▶ Work to be completed: Can you lay out the data below as a two-column CSV with the headers input and output, one row per input text and its answer? Put each value in one quoted field with line breaks turned into spaces, and leave the pictures out.

▶ Provided information:

>>>

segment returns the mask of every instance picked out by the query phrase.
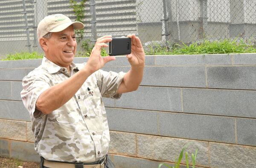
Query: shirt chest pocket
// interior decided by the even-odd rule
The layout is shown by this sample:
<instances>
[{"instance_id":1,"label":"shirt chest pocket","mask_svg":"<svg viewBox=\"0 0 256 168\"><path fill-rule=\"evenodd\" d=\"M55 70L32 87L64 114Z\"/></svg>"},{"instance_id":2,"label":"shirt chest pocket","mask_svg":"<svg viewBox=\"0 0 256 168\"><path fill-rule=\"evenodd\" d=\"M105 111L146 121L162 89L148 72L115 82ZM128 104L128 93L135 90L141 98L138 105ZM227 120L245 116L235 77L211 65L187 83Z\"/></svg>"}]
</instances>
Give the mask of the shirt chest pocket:
<instances>
[{"instance_id":1,"label":"shirt chest pocket","mask_svg":"<svg viewBox=\"0 0 256 168\"><path fill-rule=\"evenodd\" d=\"M89 88L81 93L83 97L83 101L86 106L87 110L91 113L90 115L96 115L99 116L102 115L102 108L104 107L102 98L99 90L98 88Z\"/></svg>"},{"instance_id":2,"label":"shirt chest pocket","mask_svg":"<svg viewBox=\"0 0 256 168\"><path fill-rule=\"evenodd\" d=\"M79 121L80 116L79 110L76 109L71 99L64 105L54 111L56 120L60 123L74 123Z\"/></svg>"}]
</instances>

<<<

▶ The response:
input,output
"segment returns the mask of every instance picked out by the query phrase. Query: shirt chest pocket // interior decided by the even-odd rule The layout is shown by this sample: <instances> [{""instance_id"":1,""label"":""shirt chest pocket"",""mask_svg"":""<svg viewBox=\""0 0 256 168\""><path fill-rule=\""evenodd\"" d=\""M55 70L32 87L64 114Z\""/></svg>""},{""instance_id"":2,""label"":""shirt chest pocket"",""mask_svg"":""<svg viewBox=\""0 0 256 168\""><path fill-rule=\""evenodd\"" d=\""M105 111L146 121L162 89L148 72L115 82ZM128 104L128 93L135 90L141 98L138 105ZM227 120L245 116L235 77L211 65L187 83Z\""/></svg>""}] </instances> Give the mask of the shirt chest pocket:","<instances> [{""instance_id"":1,""label"":""shirt chest pocket"",""mask_svg"":""<svg viewBox=\""0 0 256 168\""><path fill-rule=\""evenodd\"" d=\""M89 88L81 93L83 97L83 101L86 106L87 110L91 113L90 115L96 115L99 116L102 115L102 108L104 107L102 98L99 90L98 88Z\""/></svg>""},{""instance_id"":2,""label"":""shirt chest pocket"",""mask_svg"":""<svg viewBox=\""0 0 256 168\""><path fill-rule=\""evenodd\"" d=\""M79 121L80 116L79 110L76 109L71 99L64 105L54 111L56 120L60 123L74 123Z\""/></svg>""}] </instances>"